-- Selected text follows --
How Charles Darwin's family paid the price of inbreeding

How Charles Darwin’s family paid the price of inbreeding



Family man: An undated photograph of Scientist Charles Darwin with one of his daughters

Family man: An undated photograph of Scientist Charles Darwin with one of his daughters

Family man: An undated photograph of Scientist Charles Darwin with one of his daughters

He is the father of evolution, whose discoveries revolutionised our understanding of genetics.

But even Charles Darwin was not exempt from the vagaries of DNA.

Three of Darwin’s 10 children died in childhood, while another three never had any children of their own, despite being married for years.

A study of the scientist’s family tree suggests inbreeding was to blame, with frequent cousin to cousin marriages lowering immunity to disease and raising the odds of infertility.

Darwin’s mother, Susannah, was the daughter of third cousins, one of which was Josiah Wedgwood, the founder of the pottery dynasty of the same name.

Darwin’s wife, Emma Wedgwood, was his first cousin, while the Wedgwood family tree contained several other marriages between cousins.

The couple had ten children – four girls and six boys – between 1839 and 1858.  But only seven survived to adulthood.

Annie, Darwin’s adored eldest daughter, succumbed to TB at the age of 10.
-- Selected text concluded --
_What you need to do_
How would you translate this sentence from the article on Darwin's family into Spanish: "Darwin’s wife, Emma Wedgwood, was his first cousin, while the Wedgwood family tree contained several other marriages between cousins."
-- Extracted entries follows --
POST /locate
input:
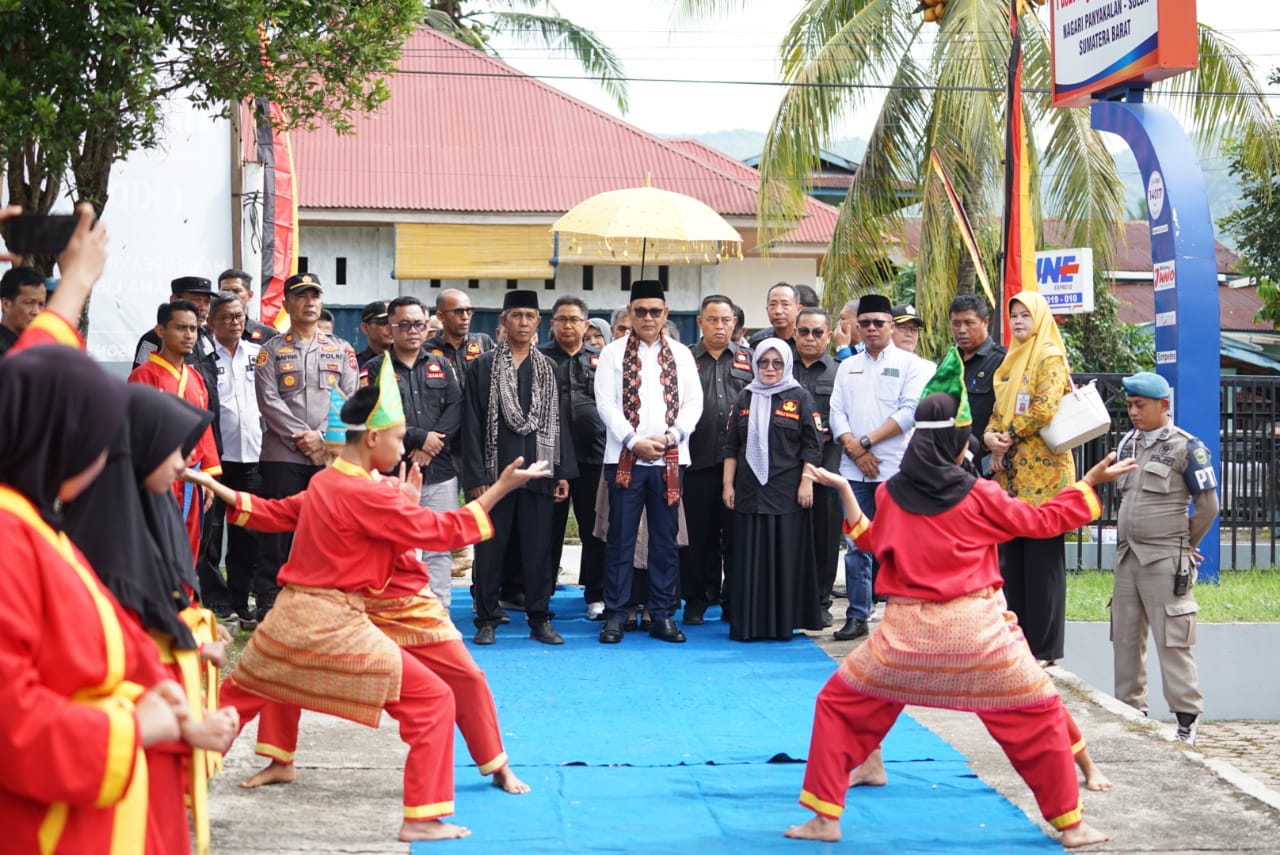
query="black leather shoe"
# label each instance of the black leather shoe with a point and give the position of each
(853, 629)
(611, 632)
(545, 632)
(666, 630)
-- Extracted entries concluded --
-- Extracted entries follows --
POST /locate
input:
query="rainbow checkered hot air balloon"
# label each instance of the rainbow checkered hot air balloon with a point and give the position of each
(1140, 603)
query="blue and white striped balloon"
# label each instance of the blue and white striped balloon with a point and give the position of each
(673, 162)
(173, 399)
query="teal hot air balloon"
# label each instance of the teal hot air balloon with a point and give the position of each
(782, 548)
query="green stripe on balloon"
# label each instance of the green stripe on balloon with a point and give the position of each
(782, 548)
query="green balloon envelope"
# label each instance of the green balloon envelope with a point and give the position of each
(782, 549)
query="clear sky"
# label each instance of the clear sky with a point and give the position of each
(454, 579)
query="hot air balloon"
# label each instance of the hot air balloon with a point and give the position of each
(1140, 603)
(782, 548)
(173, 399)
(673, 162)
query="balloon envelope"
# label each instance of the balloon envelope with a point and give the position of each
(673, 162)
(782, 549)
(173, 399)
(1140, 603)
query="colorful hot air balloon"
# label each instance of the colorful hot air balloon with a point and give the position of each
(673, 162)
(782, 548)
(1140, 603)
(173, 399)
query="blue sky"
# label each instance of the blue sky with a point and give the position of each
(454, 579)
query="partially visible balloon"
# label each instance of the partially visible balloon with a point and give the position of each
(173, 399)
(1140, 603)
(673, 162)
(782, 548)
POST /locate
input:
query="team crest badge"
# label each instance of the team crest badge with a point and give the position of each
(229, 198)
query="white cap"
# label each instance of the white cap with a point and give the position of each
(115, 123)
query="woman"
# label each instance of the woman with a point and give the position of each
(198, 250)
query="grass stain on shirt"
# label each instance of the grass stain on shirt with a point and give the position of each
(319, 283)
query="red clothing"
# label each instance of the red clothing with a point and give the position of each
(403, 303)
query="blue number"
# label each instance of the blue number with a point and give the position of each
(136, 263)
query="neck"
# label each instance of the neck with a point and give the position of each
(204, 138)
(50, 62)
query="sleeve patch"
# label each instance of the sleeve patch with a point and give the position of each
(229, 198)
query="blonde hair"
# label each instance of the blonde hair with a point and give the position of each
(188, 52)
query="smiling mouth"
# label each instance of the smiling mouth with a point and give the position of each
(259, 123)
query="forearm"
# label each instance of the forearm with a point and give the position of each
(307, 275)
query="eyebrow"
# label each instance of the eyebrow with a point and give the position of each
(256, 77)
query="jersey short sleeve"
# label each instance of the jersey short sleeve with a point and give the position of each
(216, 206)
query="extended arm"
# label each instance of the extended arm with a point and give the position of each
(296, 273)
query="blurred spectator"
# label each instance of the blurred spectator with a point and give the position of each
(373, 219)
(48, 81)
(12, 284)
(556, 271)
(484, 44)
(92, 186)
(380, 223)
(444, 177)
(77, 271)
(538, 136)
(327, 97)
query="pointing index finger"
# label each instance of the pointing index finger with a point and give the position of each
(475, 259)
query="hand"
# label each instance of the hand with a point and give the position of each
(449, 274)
-- Extracted entries concluded --
-- Extracted entries follows --
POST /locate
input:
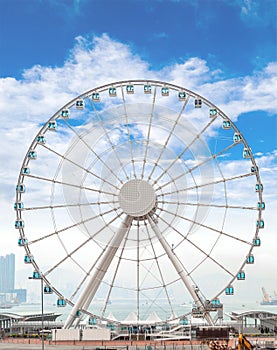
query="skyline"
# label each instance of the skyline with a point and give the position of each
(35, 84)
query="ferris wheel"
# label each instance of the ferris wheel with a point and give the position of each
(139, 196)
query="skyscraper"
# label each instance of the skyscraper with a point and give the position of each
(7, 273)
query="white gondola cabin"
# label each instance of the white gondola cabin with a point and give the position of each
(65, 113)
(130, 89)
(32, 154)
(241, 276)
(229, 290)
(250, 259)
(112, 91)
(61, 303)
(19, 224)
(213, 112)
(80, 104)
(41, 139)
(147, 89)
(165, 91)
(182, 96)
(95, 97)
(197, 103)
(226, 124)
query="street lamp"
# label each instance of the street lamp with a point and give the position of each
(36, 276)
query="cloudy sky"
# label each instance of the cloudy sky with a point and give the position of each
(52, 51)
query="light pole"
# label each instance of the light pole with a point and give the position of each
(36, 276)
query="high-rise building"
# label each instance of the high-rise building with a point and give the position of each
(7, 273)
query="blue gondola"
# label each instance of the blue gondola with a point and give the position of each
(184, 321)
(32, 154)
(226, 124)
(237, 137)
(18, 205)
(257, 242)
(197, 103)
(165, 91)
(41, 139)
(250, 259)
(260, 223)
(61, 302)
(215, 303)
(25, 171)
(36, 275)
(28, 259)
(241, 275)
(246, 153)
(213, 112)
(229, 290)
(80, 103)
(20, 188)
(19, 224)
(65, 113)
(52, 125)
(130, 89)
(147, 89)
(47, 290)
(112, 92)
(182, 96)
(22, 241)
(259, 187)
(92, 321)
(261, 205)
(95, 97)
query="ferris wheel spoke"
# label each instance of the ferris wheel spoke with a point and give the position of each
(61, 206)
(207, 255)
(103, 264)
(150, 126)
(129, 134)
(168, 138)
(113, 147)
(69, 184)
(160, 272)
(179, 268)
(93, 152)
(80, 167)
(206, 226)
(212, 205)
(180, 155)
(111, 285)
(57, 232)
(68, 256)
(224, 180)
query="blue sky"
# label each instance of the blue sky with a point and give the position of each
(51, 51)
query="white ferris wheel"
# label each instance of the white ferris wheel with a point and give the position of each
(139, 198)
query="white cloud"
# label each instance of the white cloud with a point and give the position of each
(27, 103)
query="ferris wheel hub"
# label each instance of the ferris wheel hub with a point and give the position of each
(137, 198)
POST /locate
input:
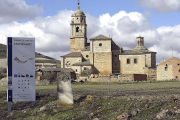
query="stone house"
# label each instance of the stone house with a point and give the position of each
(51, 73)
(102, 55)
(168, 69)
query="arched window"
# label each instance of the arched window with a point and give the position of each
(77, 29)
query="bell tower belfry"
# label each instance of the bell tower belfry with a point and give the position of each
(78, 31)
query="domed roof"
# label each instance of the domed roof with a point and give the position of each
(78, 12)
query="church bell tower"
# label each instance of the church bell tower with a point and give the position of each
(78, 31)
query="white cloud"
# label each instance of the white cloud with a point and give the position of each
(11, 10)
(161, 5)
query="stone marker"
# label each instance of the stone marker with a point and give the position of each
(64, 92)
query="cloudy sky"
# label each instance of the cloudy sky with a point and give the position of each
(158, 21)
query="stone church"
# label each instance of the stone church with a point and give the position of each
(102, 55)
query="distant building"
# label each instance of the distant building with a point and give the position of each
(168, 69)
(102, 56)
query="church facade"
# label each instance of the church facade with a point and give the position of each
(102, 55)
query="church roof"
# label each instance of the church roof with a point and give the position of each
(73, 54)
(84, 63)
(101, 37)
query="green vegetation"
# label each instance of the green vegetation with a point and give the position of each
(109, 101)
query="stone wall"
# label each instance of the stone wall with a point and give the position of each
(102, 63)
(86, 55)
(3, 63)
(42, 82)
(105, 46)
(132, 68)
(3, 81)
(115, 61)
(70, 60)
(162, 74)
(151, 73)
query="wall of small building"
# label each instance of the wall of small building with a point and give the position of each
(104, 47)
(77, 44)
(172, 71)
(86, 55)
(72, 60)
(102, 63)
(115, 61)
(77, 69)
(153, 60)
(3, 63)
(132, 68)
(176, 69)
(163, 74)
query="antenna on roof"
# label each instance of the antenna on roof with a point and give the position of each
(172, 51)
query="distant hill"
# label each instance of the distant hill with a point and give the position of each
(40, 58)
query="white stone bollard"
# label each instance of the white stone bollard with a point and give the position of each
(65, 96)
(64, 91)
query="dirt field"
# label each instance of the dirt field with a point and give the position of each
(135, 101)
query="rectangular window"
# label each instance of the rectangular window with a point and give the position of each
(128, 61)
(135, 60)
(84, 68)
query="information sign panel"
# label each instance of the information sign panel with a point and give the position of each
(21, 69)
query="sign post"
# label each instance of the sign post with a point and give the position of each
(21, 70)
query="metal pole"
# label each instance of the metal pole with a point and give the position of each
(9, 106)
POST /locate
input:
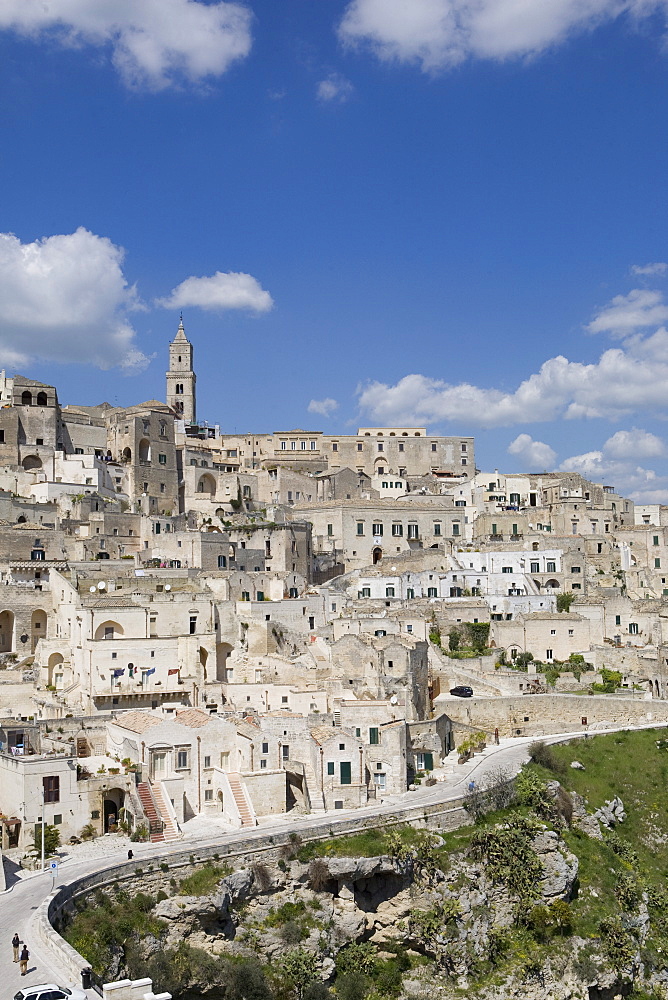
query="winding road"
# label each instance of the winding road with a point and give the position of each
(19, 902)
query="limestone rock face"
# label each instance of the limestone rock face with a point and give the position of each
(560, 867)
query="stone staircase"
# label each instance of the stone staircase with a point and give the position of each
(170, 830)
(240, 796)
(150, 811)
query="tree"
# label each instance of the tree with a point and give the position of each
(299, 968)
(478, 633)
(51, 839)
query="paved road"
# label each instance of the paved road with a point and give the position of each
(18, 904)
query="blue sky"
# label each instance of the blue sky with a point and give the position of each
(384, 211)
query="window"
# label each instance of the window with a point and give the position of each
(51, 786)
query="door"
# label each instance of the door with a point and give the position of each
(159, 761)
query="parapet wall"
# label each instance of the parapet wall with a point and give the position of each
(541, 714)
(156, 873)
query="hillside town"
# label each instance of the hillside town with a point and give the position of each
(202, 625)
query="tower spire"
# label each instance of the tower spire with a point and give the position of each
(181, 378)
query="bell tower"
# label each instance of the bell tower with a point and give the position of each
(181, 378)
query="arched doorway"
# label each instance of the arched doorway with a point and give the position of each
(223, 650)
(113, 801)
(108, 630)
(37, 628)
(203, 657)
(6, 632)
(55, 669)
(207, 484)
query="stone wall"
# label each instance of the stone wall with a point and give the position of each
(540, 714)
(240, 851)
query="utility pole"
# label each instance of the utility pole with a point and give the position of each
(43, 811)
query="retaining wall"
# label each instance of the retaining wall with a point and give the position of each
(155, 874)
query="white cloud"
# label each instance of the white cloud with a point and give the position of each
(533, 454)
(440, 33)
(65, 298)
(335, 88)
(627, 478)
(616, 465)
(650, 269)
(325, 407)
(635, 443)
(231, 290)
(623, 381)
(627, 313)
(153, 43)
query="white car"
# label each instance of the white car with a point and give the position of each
-- Extracted entries concluded --
_Task solution_
La esposa de Darwin, Emma Wedgwood, era su prima hermana, mientras que el árbol genealógico de los Wedgwood contenía varios matrimonios más entre primos.